→ Passage
Directed by David O. Russell
A Warner Bros. release

Recommended

In war movies, guns are fired all the time. You see what happens on the outside: blood spurts, faces contort, handheld cameras zig and zag, explosion effects create aesthetic chaos. You don’t see what happens inside: The bullet rushes forward, then lodges in mangled pink tissue. Dark blood and puke-green bile accumulate. Organs convulse. It’s visceral and immediate. It’s surreal and nasty. And it’s what you see when guns are fired in David O. Russell’s Three Kings.

Three Kings doesn’t start out as your typical war movie. Set at the end of the Gulf War, March 1991, it takes the unusual step for a Hollywood movie of criticizing U.S. policy — it frankly says the war was about oil, not freeing Kuwait — and shows U.S. soldiers who are bored and confused. The scene is the Iraqi desert, where an Army squad is patrolling when they hear that the war has been "won" (by smart bombs and computers). They’re used to waiting — for orders, action, a reason to be there — and now they’re waiting again, to see what happens next.

Traipsing over the hard, dry terrain is Sergeant Troy Barlow (Mark Wahlberg), on patrol with his buddy Private Conrad Vig (Spike Jonze, director of videos for the Beastie Boys’ "Sabotage" and Weezer’s "Buddy Holly"). They spot an Iraqi soldier in the distance: He seems to be waving a white flag and carrying a gun. Troy yells out, "Are we shooting people or what?" No one seems to know. Boom! Troy shoots anyway. The Iraqi’s head explodes. "Congratulations, my man," someone says. "You shot yourself a rag-head!" The guys run up to get a picture, and Troy is captured in the snapshot, forever grimacing.

These first few minutes are irreverent and compelling, reminiscent of Kubrick’s relentlessly brutal Paths of Glory or Full Metal Jacket. The "American boys" in Three Kings aren’t particularly honorable or motivated; they’re not fighting for freedom or saving anyone. They’re confused kids, unsure how to respond to the first deadly violence they’ve knowingly committed and witnessed. Mostly working class and undereducated, they’re about to return to a mundane stateside reality.

→ Tasks to carry out
1) State how many lines in the entries below contain the string "stone". Give only the number.
2) Resume the review of Three Kings above, picking up right after its last sentence.

(Entries from an annotation dataset)
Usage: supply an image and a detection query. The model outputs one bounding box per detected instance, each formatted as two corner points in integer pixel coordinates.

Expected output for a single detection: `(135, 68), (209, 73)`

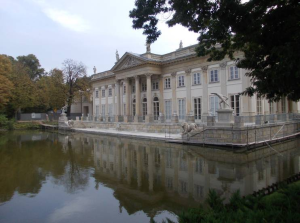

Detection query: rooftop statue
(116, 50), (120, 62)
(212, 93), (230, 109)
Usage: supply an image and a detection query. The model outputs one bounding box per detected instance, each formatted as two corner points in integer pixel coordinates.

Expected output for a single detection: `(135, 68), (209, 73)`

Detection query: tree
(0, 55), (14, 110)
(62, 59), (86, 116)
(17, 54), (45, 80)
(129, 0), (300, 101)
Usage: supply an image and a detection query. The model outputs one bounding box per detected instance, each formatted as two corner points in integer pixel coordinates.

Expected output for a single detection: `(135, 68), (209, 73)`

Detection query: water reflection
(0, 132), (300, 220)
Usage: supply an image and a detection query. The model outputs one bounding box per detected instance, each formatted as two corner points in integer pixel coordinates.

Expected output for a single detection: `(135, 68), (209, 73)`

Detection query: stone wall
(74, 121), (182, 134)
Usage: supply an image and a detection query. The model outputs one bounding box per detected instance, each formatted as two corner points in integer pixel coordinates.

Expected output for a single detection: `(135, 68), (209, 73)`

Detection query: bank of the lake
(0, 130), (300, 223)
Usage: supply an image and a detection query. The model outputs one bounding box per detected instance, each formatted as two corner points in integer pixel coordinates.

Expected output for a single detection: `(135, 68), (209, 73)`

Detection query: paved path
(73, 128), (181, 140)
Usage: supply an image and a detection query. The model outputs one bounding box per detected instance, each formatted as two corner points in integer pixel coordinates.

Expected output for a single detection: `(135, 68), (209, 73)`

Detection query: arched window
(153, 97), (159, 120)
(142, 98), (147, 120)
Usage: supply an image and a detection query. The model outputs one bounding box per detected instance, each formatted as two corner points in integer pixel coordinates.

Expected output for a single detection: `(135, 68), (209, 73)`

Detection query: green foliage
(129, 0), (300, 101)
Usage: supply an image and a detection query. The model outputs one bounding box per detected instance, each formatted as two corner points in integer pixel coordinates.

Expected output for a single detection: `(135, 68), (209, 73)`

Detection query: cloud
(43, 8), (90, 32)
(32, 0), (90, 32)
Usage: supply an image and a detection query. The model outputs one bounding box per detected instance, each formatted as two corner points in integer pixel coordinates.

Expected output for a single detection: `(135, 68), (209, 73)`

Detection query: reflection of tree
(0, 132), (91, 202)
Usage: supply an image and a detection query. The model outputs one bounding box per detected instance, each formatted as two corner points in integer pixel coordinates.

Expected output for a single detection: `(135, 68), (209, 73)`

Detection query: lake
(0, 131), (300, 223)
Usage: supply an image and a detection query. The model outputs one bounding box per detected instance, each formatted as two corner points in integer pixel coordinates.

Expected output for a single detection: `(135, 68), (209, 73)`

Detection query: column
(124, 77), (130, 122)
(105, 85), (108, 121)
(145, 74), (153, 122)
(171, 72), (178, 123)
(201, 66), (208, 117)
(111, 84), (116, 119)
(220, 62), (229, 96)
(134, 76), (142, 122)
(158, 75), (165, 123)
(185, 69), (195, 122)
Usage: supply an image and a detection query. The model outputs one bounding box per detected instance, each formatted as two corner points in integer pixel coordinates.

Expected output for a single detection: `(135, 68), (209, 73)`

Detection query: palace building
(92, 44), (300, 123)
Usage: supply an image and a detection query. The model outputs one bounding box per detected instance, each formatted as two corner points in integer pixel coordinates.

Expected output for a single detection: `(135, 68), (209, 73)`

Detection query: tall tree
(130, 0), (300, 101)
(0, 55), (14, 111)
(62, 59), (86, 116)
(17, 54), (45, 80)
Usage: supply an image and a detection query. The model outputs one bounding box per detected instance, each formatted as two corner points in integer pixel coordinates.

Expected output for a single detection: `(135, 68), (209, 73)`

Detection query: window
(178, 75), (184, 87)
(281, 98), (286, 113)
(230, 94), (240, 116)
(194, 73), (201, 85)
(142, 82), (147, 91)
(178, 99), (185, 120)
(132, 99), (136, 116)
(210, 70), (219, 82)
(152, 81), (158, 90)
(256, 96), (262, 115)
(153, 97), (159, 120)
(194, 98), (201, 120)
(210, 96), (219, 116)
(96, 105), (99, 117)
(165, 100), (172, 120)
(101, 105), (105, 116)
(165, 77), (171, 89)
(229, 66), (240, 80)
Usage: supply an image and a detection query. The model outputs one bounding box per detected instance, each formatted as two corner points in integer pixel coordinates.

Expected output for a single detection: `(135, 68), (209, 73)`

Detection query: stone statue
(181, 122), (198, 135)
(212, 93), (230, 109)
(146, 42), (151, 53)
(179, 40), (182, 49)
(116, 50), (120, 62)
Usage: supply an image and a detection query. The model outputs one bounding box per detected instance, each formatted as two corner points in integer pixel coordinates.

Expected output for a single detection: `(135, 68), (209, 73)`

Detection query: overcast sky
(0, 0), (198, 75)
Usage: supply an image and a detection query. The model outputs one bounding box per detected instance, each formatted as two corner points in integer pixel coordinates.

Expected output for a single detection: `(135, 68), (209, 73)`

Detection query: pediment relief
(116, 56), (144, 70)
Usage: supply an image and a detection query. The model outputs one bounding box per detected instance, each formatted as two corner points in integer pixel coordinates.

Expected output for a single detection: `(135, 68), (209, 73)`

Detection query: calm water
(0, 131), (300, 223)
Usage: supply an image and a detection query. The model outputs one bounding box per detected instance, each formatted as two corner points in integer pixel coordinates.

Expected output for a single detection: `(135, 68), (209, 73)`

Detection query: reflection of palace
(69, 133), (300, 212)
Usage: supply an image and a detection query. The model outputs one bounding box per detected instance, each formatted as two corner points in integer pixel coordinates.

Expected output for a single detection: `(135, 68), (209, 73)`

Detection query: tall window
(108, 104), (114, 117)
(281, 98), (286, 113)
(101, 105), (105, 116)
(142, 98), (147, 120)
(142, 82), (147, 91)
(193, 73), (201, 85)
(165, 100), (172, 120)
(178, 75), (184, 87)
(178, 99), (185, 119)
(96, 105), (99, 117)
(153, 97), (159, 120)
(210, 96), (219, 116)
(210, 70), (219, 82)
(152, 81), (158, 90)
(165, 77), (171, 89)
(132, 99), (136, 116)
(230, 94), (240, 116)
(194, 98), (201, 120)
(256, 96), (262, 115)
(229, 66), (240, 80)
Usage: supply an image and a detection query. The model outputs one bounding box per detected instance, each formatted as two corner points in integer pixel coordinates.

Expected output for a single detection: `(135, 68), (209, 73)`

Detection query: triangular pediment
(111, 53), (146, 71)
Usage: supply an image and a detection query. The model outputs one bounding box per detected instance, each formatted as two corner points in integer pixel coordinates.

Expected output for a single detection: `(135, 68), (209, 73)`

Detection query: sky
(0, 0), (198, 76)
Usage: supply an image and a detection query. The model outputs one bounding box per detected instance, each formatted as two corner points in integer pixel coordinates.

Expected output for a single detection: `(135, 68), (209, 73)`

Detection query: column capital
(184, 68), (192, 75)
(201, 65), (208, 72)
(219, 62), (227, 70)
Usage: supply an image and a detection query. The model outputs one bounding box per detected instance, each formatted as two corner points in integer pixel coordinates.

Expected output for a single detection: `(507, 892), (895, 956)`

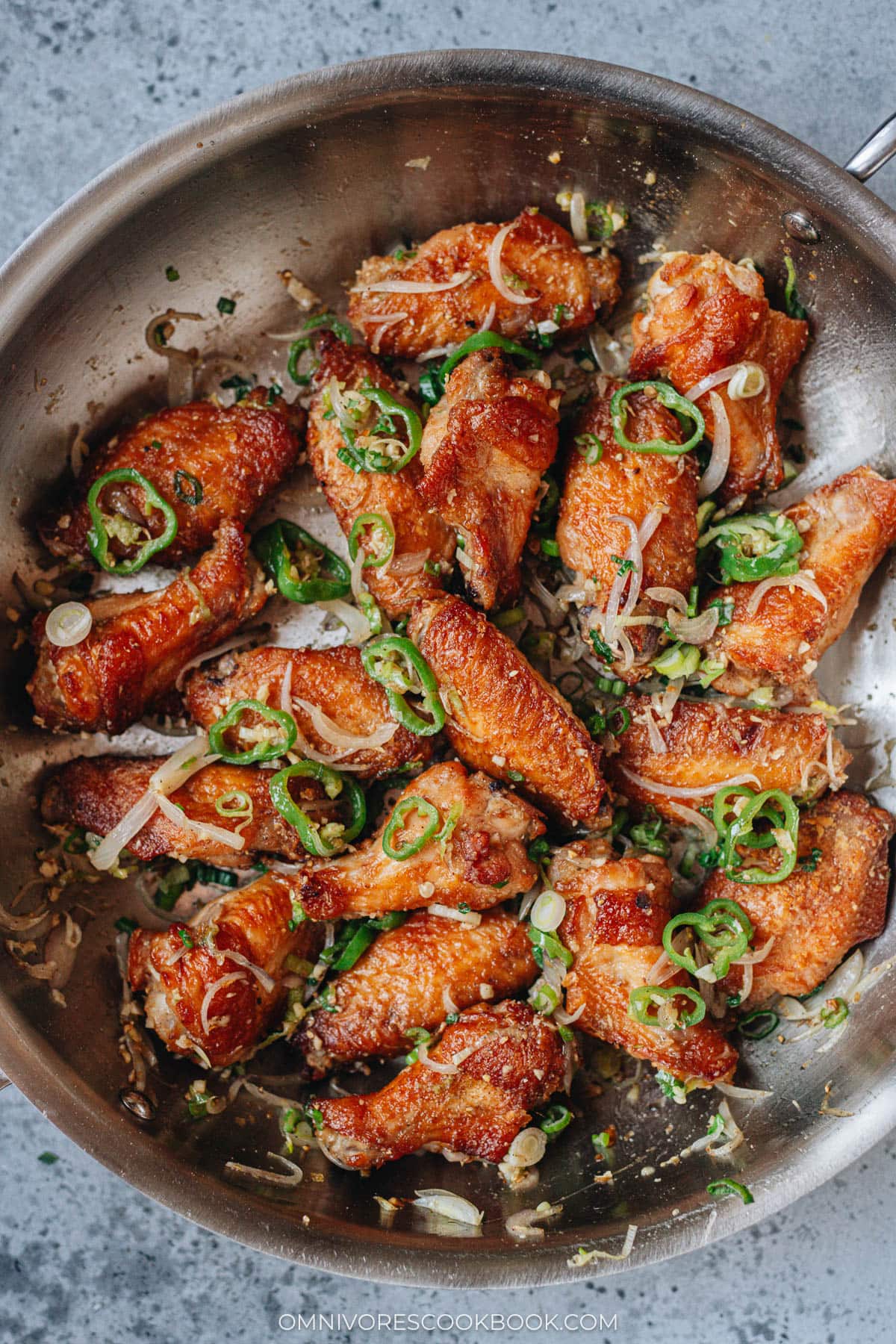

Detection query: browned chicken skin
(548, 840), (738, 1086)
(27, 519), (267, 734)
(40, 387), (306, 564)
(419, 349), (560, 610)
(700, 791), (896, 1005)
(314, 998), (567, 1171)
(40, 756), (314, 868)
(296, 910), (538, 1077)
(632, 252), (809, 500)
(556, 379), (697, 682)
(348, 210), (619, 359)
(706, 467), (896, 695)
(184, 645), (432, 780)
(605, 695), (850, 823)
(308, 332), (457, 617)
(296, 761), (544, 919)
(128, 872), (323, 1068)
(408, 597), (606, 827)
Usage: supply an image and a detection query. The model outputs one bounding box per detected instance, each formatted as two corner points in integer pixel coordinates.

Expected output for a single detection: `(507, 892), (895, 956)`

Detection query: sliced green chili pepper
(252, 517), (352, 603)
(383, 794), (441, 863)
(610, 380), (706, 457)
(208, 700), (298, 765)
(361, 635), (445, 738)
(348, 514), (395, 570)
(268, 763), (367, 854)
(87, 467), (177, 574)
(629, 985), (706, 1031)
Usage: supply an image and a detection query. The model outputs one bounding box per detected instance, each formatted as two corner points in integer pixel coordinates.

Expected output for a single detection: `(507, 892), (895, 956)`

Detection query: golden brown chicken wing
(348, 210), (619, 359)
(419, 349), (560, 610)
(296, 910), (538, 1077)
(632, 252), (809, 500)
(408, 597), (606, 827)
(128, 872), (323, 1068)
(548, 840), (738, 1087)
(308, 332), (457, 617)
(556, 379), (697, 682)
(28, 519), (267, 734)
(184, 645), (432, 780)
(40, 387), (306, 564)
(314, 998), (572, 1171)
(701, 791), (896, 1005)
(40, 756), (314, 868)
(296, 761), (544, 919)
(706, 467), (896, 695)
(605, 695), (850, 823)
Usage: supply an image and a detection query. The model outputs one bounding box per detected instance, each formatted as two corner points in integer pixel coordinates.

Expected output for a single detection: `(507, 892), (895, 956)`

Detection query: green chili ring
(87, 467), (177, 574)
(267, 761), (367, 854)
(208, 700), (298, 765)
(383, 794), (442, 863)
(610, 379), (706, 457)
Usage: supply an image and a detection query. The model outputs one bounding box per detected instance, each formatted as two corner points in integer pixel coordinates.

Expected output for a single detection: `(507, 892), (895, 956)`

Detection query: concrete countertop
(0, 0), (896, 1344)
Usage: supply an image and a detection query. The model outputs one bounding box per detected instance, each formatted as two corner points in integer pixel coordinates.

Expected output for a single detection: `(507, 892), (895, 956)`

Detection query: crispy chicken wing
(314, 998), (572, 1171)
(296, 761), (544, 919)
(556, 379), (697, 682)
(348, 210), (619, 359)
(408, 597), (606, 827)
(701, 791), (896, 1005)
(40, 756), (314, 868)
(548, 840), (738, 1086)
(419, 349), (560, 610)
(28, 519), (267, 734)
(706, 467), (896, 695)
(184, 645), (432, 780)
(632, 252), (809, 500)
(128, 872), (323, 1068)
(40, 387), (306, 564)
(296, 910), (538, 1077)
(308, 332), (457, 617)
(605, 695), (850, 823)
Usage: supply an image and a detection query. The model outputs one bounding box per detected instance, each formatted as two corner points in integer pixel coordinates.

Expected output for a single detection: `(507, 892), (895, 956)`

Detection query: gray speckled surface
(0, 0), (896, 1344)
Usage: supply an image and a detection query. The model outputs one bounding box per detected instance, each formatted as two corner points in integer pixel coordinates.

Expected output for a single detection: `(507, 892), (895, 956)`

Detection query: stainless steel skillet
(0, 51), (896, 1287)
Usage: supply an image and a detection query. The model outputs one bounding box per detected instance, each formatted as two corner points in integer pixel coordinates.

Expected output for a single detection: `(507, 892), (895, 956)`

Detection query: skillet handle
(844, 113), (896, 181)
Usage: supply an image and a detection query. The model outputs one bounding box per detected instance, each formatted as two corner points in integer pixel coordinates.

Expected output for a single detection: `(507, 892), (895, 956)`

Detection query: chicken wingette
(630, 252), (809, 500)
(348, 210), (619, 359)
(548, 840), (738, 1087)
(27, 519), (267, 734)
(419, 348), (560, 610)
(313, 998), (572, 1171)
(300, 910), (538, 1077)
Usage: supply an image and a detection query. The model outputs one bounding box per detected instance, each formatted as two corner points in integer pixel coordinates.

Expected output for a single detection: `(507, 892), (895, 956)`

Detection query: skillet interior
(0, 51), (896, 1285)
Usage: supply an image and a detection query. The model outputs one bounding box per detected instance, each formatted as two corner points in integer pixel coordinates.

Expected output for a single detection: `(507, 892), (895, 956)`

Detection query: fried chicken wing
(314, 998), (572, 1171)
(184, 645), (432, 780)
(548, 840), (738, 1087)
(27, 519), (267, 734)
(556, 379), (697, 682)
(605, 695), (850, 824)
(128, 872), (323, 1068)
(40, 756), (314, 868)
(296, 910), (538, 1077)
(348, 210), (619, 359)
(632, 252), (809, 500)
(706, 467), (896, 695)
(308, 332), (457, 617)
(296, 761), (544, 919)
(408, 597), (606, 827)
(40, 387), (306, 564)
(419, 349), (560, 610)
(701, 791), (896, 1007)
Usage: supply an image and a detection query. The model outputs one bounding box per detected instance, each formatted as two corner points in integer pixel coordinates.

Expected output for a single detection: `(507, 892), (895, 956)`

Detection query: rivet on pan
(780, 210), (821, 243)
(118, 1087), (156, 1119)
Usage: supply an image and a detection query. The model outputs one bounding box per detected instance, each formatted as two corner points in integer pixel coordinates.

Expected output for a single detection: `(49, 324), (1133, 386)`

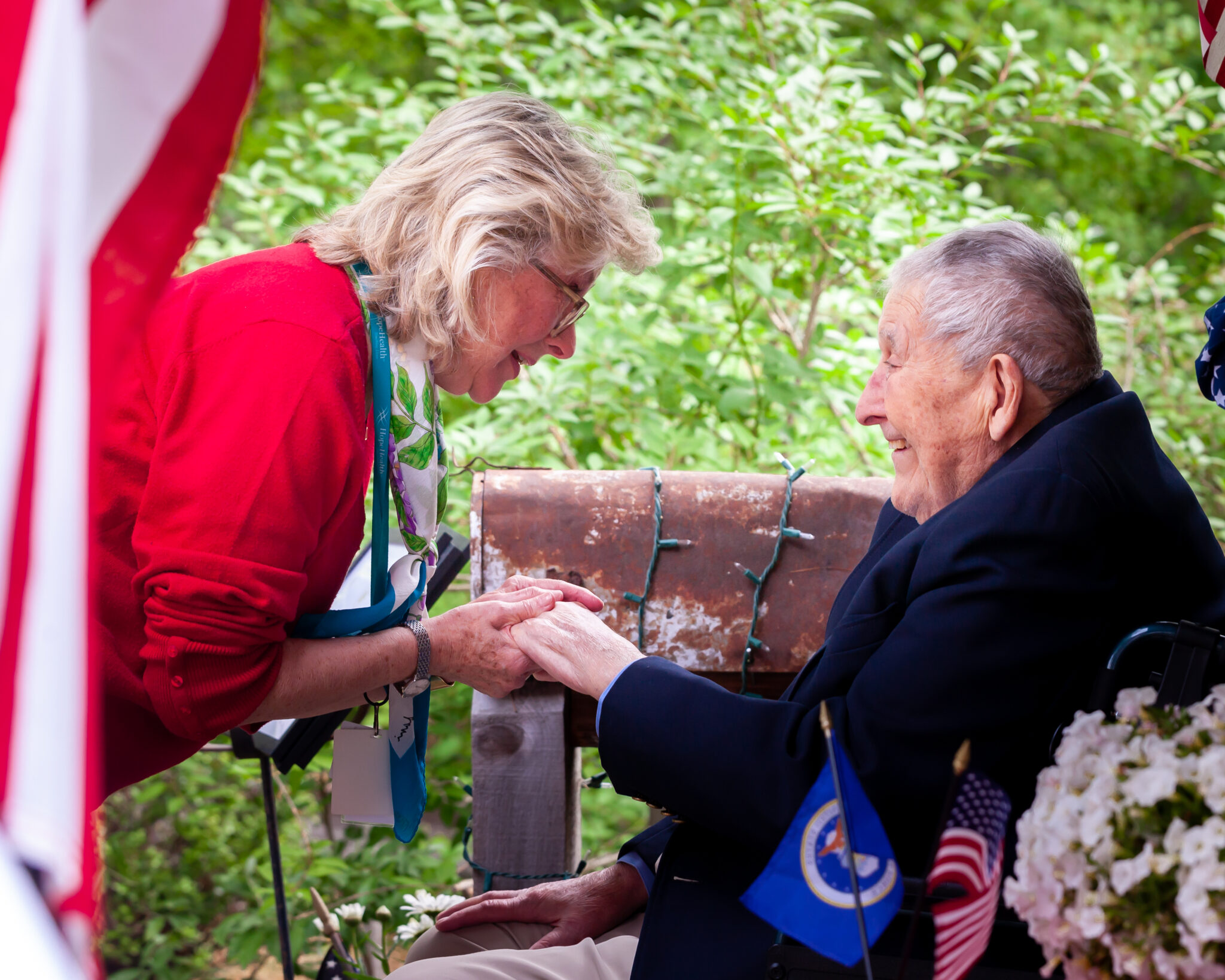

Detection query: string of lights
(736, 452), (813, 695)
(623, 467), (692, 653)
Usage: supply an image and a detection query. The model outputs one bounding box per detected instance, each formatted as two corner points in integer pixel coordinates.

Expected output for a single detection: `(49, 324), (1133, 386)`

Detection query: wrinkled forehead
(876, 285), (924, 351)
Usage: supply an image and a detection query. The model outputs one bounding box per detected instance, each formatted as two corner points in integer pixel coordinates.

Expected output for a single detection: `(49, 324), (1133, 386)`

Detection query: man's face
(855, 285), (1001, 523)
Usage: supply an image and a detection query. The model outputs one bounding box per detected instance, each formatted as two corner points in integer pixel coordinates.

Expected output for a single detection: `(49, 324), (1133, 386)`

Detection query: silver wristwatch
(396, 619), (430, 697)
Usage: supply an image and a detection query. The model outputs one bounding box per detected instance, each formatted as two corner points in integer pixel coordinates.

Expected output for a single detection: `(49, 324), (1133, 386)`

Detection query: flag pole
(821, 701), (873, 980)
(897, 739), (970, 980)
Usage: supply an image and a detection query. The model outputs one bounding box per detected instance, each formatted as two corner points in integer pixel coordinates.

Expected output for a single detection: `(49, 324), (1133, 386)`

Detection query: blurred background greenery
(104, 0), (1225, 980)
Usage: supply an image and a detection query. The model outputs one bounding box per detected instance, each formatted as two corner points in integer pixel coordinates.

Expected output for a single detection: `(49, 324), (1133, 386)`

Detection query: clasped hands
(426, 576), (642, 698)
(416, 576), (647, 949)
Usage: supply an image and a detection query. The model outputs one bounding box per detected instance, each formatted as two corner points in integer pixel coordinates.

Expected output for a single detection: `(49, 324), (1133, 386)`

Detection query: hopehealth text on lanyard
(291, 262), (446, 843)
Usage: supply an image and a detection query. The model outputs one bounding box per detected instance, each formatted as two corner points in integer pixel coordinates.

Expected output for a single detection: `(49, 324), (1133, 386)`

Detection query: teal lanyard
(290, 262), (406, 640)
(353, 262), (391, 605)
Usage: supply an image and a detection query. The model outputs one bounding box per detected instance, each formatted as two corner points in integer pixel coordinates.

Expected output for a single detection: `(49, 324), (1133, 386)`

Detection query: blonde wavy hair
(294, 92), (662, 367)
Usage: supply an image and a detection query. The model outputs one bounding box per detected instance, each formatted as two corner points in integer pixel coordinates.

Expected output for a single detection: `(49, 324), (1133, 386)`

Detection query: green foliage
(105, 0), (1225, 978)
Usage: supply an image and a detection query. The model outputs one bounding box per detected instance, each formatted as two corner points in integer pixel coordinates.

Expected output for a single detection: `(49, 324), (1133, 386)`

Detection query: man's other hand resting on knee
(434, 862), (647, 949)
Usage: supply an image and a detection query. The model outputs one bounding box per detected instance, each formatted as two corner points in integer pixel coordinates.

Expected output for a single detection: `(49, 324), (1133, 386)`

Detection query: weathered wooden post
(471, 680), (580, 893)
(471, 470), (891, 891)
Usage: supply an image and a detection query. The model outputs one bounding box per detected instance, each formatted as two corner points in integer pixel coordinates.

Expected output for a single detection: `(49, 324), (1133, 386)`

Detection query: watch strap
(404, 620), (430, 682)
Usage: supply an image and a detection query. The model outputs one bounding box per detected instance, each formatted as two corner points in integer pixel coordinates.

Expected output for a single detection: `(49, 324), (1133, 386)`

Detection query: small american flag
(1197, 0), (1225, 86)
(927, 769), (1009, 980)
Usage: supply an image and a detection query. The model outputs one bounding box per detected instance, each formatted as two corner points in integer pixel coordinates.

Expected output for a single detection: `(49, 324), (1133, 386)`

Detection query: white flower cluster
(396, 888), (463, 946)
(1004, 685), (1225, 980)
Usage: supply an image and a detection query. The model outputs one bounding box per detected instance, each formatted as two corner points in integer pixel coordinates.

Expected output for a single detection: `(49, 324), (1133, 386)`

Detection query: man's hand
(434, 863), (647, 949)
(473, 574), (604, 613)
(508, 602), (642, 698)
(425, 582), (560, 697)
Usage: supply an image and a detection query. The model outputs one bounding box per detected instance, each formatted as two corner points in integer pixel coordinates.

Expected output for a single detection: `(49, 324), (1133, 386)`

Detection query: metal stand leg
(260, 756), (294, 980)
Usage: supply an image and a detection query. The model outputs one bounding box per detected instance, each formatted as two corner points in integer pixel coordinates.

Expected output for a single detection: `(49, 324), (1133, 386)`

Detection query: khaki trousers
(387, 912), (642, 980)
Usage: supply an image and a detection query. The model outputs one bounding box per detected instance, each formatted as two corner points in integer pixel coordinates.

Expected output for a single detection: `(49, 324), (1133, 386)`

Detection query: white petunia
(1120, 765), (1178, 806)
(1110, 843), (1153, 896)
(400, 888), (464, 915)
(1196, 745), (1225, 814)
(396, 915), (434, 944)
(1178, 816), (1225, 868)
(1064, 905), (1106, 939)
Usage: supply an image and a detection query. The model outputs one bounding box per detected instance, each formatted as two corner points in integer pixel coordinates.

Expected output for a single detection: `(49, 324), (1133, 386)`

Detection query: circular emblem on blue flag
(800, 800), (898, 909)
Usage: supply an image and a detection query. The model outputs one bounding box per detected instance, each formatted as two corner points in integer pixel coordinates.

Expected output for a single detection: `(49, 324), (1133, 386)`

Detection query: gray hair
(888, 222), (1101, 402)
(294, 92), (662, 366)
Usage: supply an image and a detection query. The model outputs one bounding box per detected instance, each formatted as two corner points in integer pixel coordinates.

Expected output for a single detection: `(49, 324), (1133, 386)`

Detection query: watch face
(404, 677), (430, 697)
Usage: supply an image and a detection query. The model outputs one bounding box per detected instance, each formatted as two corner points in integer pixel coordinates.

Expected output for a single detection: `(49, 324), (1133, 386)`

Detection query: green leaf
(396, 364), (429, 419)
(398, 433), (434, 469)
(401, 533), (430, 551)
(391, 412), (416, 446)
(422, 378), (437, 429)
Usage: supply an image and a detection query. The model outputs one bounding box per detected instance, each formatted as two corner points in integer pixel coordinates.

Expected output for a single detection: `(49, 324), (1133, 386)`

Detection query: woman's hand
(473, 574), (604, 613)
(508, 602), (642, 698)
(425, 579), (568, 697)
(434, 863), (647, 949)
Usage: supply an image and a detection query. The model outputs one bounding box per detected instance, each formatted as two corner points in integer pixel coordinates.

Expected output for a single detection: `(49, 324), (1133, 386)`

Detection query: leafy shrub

→ Answers per task
1) 2

2)
Uncertain, but wanting to believe they’ve done a good thing, they celebrate the war’s conclusion. Back at the base, they party like madmen, waving weapons, dancing on tanks and tables, fucking whomever they can. The camera freezes each protagonist in mid-antic, defines them in a phrase: Troy is "a new father"; Conrad never finished high school and "wants to be Troy Barlow"; Staff Sergeant Chief Elgin (Ice Cube) is an airport baggage handler, "on a four-month paid vacation from Detroit"; and Green Beret Captain Archie Gates (George Clooney), who has made the Army his career, is fed up, scheduled to retire in two weeks.

The plot begins when these guys find a map (tellingly, in an enemy soldier’s ass) to a stash of gold bullion Saddam has stolen from Kuwait. Determined to leave the Gulf with something to show for their troubles, they go AWOL, steal a Humvee and head off down the road.

Once at their destination, however, the four hit a snag, morality-wise: they see Royal Guard soldiers torturing and murdering Iraqi men, women and children, anyone who even thought about resisting Saddam. Intent on their mission, or on survival, they all ignore the U.S. soldiers walking off with suitcases full of gold.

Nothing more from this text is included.